▸ **DATASET ENTRIES**:
• • •
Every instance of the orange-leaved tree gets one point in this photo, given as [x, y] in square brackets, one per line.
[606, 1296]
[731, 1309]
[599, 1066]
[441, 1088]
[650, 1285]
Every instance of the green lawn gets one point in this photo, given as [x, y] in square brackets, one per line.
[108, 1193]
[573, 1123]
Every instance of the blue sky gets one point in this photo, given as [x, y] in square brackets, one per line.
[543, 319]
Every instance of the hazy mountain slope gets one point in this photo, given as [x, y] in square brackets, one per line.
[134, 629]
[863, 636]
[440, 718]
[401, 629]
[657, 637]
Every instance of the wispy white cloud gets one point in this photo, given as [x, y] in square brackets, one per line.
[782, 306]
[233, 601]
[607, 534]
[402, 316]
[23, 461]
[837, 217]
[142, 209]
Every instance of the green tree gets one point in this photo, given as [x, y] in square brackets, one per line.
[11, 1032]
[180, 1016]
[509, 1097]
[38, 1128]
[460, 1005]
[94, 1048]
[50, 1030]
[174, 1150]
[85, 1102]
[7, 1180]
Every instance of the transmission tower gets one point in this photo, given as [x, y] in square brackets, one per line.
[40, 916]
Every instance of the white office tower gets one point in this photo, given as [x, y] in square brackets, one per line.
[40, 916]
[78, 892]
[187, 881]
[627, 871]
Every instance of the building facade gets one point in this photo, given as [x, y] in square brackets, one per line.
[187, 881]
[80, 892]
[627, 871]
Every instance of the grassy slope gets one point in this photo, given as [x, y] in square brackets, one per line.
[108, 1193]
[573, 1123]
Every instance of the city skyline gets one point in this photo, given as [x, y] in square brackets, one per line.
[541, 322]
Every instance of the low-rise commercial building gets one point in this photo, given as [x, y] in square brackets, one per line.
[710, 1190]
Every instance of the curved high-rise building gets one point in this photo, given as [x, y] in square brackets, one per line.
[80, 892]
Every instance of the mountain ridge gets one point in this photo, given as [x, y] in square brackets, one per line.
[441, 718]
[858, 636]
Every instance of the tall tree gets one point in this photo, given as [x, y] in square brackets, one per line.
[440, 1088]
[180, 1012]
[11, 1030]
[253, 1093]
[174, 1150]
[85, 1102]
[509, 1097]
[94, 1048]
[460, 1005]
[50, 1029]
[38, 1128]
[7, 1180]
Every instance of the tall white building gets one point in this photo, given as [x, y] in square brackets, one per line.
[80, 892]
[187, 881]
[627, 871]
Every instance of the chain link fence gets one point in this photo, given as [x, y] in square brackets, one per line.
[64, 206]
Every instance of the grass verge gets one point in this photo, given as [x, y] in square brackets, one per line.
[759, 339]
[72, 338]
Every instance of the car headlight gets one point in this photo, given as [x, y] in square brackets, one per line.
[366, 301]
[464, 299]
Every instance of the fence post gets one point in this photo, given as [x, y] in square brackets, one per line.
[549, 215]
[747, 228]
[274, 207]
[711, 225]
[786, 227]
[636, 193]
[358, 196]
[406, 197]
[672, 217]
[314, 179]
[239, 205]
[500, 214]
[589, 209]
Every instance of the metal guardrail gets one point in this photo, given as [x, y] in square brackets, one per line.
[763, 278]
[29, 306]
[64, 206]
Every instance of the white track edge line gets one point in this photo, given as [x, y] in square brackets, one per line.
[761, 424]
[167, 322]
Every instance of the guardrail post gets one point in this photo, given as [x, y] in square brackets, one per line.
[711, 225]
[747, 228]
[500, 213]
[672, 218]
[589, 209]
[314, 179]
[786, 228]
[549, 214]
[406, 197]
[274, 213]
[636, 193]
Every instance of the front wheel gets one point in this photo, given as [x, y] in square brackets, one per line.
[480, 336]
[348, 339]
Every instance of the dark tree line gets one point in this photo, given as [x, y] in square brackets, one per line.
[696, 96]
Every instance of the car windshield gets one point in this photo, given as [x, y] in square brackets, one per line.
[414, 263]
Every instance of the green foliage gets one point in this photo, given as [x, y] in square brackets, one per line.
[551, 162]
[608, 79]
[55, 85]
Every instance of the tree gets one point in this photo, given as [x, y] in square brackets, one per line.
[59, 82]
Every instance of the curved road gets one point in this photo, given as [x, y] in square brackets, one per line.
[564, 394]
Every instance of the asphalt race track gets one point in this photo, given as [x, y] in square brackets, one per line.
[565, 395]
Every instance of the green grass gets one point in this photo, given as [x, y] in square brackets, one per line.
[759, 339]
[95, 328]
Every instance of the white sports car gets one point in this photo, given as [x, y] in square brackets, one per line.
• • •
▸ **PROBLEM STATEMENT**: After reading through the records, retype all of them exactly.

▸ **TASK SOLUTION**:
Every instance of the orange-leaved tree gets one point in this photo, given as [x, y] in square brackets, one per line.
[606, 1296]
[731, 1309]
[599, 1066]
[441, 1088]
[650, 1285]
Every instance of the green lawn gets one point in this photo, given as [x, y] in square brackets, one per line.
[108, 1193]
[573, 1123]
Every instance of the blue sky gets one point in this photo, given as [x, y] in square brackets, one per line.
[543, 319]
Every instance of the hazy mountain slope gets one point in this photo, given as [x, y] in square brackets, one per line.
[134, 629]
[863, 636]
[440, 718]
[401, 629]
[657, 637]
Every instance of the wispy white cloud gets one point in this photo, given as [x, y] in square brackets, one per line.
[782, 306]
[233, 601]
[607, 534]
[402, 316]
[23, 461]
[837, 217]
[142, 209]
Every instance of the green tree gets one point in this photo, given as [x, y] in square brackets, one per line.
[11, 1032]
[180, 1016]
[509, 1097]
[38, 1128]
[460, 1005]
[94, 1048]
[50, 1030]
[174, 1150]
[85, 1102]
[7, 1180]
Every instance of the transmission tower gets one point in this photo, given as [x, y] in square brackets, one per line.
[40, 916]
Every instance of the white office tower gets one point in this photo, given as [x, y] in square brackets, one per line.
[40, 916]
[78, 892]
[187, 881]
[627, 871]
Every instance of the building facade gets one point in this photo, given as [x, y] in square brackets, one per line.
[187, 881]
[80, 892]
[627, 871]
Every instance of the grassy slope gets one point in this photo, given as [x, y] in square brackets, one per line.
[108, 1193]
[573, 1123]
Every instance of the city skyline gets one point in this photo, given as [x, y] in square brackets, one per line.
[541, 322]
Every instance of the low-rise commercial building gets one point in this photo, given as [x, y] in square brackets, one per line.
[710, 1190]
Every instance of the curved high-rise building gets one point in this photo, given as [x, y] in square brackets, one per line.
[80, 892]
Every instance of the mountain ridge gets one point in this photo, given as [x, y] in square brackets, one per line.
[441, 718]
[858, 636]
Every instance of the tall tree gets one point in this photo, given as [x, y] in square brackets, one per line.
[440, 1088]
[180, 1012]
[11, 1030]
[253, 1093]
[174, 1150]
[85, 1102]
[509, 1097]
[94, 1048]
[460, 1005]
[50, 1029]
[38, 1128]
[7, 1180]
Every instance of the tall white building gets one point in this photo, given as [x, y] in square brackets, one per line.
[80, 892]
[187, 881]
[627, 871]
Every instance of the chain link fence gets one point in this photo, given as [x, y] in square brackets, one per line.
[64, 206]
Every instance of the grass verge gets one point in this photo, given as [x, y] in square brackets, one per line.
[759, 339]
[72, 338]
Every instance of the car headlight gets one point in this photo, given as [x, y] in square brackets, one per line.
[366, 301]
[464, 299]
Every instance of the fence post gets one point in this photo, given as [x, y] in square brackets, one per line.
[549, 215]
[747, 228]
[274, 207]
[711, 225]
[786, 227]
[636, 193]
[358, 196]
[406, 197]
[672, 217]
[314, 179]
[239, 205]
[500, 214]
[589, 209]
Every instance of the metal guardrail gets one point in this photo, given as [x, y] in square brackets, one per line.
[763, 278]
[29, 306]
[64, 206]
Every instance of the white track edge line gets one point in this photo, given as [x, y] in square brackets, one per line.
[761, 424]
[167, 322]
Every instance of the guardrail post gets one point in this photo, given as [x, y] in square brackets, one per line.
[711, 225]
[747, 228]
[500, 213]
[672, 218]
[589, 209]
[314, 179]
[786, 228]
[549, 214]
[406, 197]
[274, 213]
[636, 193]
Every instance of the front wheel gets one point in this photo, given as [x, y] in square brackets, one per line.
[480, 336]
[348, 339]
Every instance of the dark tree line gets one point in this photo, given as [x, y] in square brackets, one per line.
[696, 96]
Every instance of the car windshield gets one point in this photo, given as [x, y] in square brackets, one per line.
[414, 263]
Every instance of the green foliage gets one point in this photo, given as [x, y] in square brackets, one per line.
[551, 162]
[608, 79]
[55, 85]
Every instance of the tree gets one point in this photo, given as [x, y] in square brackets, one per line.
[59, 82]
Every instance of the curved road gets one point in this photo, given as [x, y] in square brackets, one per line.
[564, 394]
Every instance of the asphalt race track gets one point in this photo, given as [x, y] in square brackets, one per line.
[565, 395]
Every instance of the green grass gets one point in this photo, given as [x, y] in square brackets, one per line.
[759, 339]
[95, 328]
Every instance of the white sports car gets one point in this photo, given as [x, y] in square brackets, one per line.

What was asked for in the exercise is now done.